━━ RECORD LIST ━━
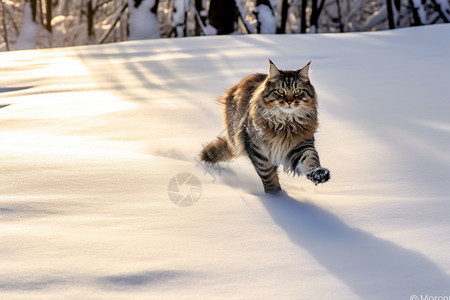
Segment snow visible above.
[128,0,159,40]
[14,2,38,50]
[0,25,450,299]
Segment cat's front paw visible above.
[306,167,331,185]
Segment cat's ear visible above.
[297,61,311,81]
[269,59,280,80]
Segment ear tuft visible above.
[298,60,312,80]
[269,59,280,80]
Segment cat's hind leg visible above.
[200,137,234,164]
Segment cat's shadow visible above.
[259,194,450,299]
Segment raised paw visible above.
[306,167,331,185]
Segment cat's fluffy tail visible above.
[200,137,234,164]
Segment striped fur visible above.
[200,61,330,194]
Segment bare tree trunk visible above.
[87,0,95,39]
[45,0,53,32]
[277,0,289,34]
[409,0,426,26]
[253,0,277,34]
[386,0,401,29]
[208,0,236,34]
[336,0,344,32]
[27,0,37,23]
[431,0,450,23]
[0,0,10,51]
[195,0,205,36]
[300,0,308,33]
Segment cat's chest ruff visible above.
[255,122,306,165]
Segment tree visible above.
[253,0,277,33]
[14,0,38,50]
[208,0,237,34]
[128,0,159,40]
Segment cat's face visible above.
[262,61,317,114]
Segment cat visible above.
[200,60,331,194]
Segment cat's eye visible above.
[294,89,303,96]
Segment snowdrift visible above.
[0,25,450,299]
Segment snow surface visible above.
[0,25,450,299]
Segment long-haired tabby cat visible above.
━━━
◆ **WHAT TO WORK ON**: Copy all the items above word for word, and leave out the pictures.

◆ **EXERCISE ANSWER**:
Segment snow visible above.
[128,0,159,40]
[14,2,38,50]
[0,25,450,299]
Segment cat's front paw visible above.
[306,167,331,185]
Segment cat's ear visible above.
[297,61,311,81]
[269,59,280,80]
Segment ear tuft visible above.
[298,60,312,80]
[269,59,280,80]
Segment cat's hind leg visible above.
[200,137,234,164]
Segment cat's shadow visible above.
[259,194,450,299]
Segment raised paw visible above.
[306,167,331,185]
Segment cat's fluffy tail visible above.
[200,137,234,164]
Segment striped fur visible above.
[200,61,330,194]
Segment bare tree trunk visible above.
[87,0,95,39]
[45,0,53,32]
[277,0,289,34]
[409,0,426,26]
[253,0,277,34]
[386,0,401,29]
[208,0,236,34]
[336,0,344,32]
[27,0,37,23]
[431,0,450,23]
[0,0,10,51]
[195,0,205,36]
[300,0,308,33]
Segment cat's chest ruff visible above.
[255,122,306,165]
Segment tree visible above.
[253,0,277,33]
[14,0,38,50]
[208,0,237,34]
[128,0,159,40]
Segment cat's face visible above.
[262,61,317,114]
Segment cat visible above.
[200,60,331,194]
Segment cat's eye visible above.
[294,89,303,96]
Segment snowdrift visible above.
[0,25,450,299]
Segment snow surface visible above.
[0,25,450,299]
Segment long-haired tabby cat visible above.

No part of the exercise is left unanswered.